— START —

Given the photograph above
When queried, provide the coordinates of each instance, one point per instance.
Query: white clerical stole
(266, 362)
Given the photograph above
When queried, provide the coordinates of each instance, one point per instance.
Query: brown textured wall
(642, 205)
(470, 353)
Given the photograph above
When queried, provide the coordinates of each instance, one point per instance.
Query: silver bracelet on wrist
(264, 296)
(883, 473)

— END —
— START —

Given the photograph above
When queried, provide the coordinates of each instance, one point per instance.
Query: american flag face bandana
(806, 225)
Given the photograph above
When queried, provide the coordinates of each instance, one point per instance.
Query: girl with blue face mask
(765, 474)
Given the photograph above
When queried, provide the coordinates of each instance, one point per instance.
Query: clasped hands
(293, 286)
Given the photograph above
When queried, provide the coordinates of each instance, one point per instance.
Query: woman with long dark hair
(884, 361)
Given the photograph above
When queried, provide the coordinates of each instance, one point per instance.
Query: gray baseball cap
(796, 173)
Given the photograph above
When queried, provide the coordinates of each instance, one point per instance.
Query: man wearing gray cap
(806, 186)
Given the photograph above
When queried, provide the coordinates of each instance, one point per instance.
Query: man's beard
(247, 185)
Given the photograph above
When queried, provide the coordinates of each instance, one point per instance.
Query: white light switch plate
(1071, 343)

— END —
— START —

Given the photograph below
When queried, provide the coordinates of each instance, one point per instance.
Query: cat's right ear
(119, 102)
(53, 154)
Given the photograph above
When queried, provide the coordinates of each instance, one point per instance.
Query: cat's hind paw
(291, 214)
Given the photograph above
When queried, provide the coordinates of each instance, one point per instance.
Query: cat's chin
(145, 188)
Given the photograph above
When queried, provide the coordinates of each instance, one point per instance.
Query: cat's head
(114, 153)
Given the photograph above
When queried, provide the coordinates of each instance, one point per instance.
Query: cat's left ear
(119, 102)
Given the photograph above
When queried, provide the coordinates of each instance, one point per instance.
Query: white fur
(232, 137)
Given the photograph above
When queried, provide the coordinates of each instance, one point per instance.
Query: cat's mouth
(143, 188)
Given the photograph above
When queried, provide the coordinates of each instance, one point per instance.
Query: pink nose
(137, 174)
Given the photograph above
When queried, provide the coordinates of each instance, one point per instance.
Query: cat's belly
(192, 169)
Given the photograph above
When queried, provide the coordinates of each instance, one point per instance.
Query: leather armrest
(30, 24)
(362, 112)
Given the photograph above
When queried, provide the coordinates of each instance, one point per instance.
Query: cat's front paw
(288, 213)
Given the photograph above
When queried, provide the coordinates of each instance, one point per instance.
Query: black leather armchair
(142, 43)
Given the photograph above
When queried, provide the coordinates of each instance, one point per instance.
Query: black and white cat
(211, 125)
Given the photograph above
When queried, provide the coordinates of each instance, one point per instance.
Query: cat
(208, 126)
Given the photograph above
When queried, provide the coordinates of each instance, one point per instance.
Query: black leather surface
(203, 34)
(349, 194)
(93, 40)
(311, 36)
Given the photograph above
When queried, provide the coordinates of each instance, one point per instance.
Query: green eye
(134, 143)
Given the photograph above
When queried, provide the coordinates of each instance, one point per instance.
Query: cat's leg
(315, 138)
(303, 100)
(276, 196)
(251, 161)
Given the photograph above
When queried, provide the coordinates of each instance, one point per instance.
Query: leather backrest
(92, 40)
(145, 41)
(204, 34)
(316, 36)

— END —

* **Description of the task**
Extract from the records every line containing the string "white", and list them as they appear.

* **Answer to the problem**
Query: white clerical stole
Query: white light switch plate
Query: white fur
Query: black and white cat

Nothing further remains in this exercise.